A Precisa é do mesmo dono da Global, empresa que fez um contrato de entrega de medicamentos de alto custo, no valor total de R$ 20 milhões, com o governo em 2017, quando Ricardo Barros era Ministro da Saúde. A empresa não entregou nenhuma das medicações contratadas. Agora, essa mesma empresa está novamente envolta em negócios obscuros com o governo federal. Coincidentemente, em outubro do ano passado, o senador Flávio Bolsonaro intermediou uma reunião de Francisco Maximiano com o presidente do BNDES na busca de financiamentos subsidiados.
Em sua ‘apresentação’ em vídeo, Maximiano alega que os depoentes mentiram, inclusive sobre a data em que foi enviado o invoice, a nota fiscal de importação, para o ministério. O servidor, que é responsável pelo setor de importações do órgão, garante e apresenta provas de que recebeu o documento em 18 de março, enquanto o dono da Precisa afirma que o envio do documento só se deu em 22 de março, dois dias depois do
encontro presidencial. No entanto, o próprio governo, em pronunciamento à imprensa, desmentiu a alegação falsa do empresário.

◇ ◇ ◇ ◇ ◇

• _TRABALHO PROPOSTO_
1. Resuma em duas frases o texto sobre a empresa Precisa.
2. Extraia do texto sobre a empresa Precisa o trecho que começa em "Em sua ‘apresentação’" e termina em "falsa do empresário.".
Os registros constituem material à parte, sem relação com o texto.

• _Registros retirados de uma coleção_
◇ ◇ ◇ ◇ ◇

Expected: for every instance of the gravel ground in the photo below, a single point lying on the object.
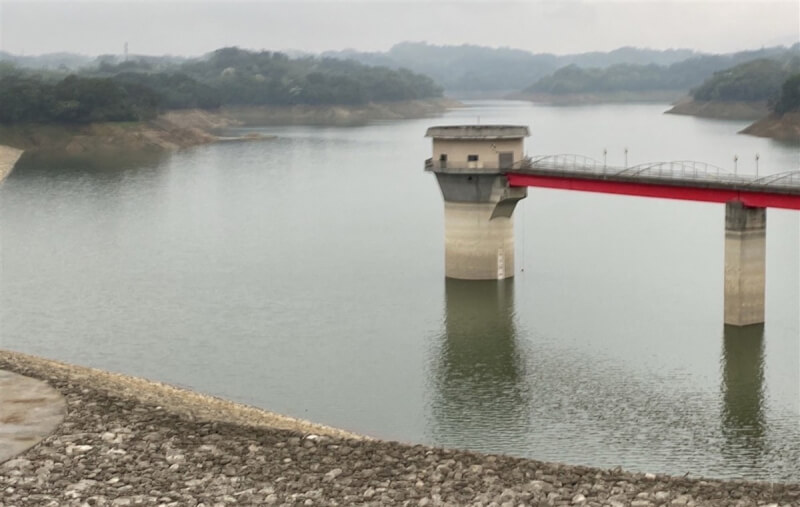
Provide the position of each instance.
(127, 441)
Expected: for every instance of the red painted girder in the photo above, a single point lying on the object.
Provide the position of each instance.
(752, 199)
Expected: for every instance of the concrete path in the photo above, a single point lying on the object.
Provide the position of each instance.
(29, 411)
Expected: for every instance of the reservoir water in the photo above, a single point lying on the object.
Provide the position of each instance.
(304, 275)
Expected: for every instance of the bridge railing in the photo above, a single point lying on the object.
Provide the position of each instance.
(675, 170)
(456, 166)
(672, 170)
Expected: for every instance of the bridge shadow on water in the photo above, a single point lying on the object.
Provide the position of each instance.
(742, 393)
(479, 392)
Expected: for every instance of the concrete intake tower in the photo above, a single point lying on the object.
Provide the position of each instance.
(469, 162)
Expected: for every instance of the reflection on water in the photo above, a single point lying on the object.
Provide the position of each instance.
(280, 274)
(480, 391)
(742, 364)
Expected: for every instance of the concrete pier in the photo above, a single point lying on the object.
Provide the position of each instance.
(469, 162)
(745, 264)
(8, 158)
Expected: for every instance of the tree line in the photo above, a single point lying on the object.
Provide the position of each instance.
(138, 90)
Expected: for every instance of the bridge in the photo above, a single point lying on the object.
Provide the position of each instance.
(482, 172)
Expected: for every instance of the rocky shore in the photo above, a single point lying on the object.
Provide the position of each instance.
(190, 127)
(128, 441)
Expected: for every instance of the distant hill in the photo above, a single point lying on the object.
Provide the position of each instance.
(681, 76)
(748, 90)
(51, 61)
(472, 69)
(138, 89)
(477, 70)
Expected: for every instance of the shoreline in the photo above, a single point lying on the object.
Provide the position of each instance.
(178, 129)
(784, 127)
(720, 110)
(597, 98)
(146, 442)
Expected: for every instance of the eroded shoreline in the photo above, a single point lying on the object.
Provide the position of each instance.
(129, 441)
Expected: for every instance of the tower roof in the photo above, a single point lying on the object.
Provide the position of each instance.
(478, 132)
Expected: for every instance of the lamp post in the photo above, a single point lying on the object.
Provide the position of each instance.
(757, 157)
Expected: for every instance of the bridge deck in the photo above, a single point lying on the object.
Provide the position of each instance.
(685, 180)
(741, 189)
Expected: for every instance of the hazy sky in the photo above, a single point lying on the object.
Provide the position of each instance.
(563, 26)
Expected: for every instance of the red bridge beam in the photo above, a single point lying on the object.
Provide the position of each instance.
(686, 193)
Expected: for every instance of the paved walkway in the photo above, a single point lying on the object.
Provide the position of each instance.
(29, 411)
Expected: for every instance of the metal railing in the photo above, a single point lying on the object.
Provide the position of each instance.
(676, 171)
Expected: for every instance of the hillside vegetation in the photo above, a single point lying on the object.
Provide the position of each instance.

◇ ◇ ◇ ◇ ◇

• _RESPOSTAS DO EXERCÍCIO_
1. A Precisa pertence ao mesmo dono da Global, empresa que em 2017, quando Ricardo Barros era Ministro da Saúde, firmou com o governo um contrato de R$ 20 milhões para a entrega de medicamentos de alto custo e não entregou nenhum deles. Em vídeo, Maximiano alega que os depoentes mentiram sobre a data de envio do invoice ao ministério, mas o servidor responsável pelas importações apresenta provas de que o recebeu em 18 de março, e não em 22 de março como afirma o dono da Precisa, alegação que o próprio governo desmentiu.

2.
Em sua ‘apresentação’ em vídeo, Maximiano alega que os depoentes mentiram, inclusive sobre a data em que foi enviado o invoice, a nota fiscal de importação, para o ministério. O servidor, que é responsável pelo setor de importações do órgão, garante e apresenta provas de que recebeu o documento em 18 de março, enquanto o dono da Precisa afirma que o envio do documento só se deu em 22 de março, dois dias depois do
encontro presidencial. No entanto, o próprio governo, em pronunciamento à imprensa, desmentiu a alegação falsa do empresário.